## THE TASK:
Copy out, word for word, the lines from the start of the data below through the line containing "348V344L275 340L267 333L268", and no others.

Data entries
◇ ◇ ◇ ◇ ◇
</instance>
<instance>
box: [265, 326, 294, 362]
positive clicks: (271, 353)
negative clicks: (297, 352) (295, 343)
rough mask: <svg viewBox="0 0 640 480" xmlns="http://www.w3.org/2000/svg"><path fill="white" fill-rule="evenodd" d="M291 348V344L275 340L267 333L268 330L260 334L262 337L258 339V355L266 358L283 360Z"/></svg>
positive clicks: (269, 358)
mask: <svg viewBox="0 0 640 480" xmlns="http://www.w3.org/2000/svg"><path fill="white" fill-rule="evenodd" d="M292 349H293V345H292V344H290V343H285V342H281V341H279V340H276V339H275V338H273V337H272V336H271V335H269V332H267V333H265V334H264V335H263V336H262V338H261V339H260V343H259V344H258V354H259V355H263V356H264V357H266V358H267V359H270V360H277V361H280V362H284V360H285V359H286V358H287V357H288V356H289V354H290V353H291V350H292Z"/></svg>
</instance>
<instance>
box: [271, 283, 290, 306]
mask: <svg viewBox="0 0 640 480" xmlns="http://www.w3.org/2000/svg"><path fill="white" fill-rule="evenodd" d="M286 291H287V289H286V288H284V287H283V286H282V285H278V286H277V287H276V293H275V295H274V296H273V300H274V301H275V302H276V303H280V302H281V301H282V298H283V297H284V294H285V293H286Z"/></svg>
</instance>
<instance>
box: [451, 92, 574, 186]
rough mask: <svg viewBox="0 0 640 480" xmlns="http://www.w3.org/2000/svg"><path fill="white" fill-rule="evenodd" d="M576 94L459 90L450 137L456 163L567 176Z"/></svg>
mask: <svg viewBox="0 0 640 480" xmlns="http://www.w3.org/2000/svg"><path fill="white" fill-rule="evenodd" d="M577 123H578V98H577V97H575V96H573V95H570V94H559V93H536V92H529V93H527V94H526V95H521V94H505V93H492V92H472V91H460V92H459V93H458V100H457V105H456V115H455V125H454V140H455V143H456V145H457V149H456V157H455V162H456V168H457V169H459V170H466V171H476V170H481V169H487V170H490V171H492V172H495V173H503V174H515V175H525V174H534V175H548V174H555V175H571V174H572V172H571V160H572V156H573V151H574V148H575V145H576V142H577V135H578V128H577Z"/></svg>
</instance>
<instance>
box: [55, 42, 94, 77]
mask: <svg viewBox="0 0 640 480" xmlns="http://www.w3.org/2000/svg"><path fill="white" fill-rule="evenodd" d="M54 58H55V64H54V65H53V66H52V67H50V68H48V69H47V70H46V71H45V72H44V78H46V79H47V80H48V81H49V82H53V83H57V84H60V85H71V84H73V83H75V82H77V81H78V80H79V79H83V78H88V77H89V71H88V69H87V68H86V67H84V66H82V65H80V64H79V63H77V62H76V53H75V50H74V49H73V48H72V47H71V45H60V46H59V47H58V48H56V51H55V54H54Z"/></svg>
◇ ◇ ◇ ◇ ◇
## TASK RESULT:
</instance>
<instance>
box: [265, 326, 294, 362]
positive clicks: (271, 353)
negative clicks: (297, 352) (295, 343)
rough mask: <svg viewBox="0 0 640 480" xmlns="http://www.w3.org/2000/svg"><path fill="white" fill-rule="evenodd" d="M291 348V344L275 340L267 333L268 330L260 334L262 337L258 339V355L266 358L283 360Z"/></svg>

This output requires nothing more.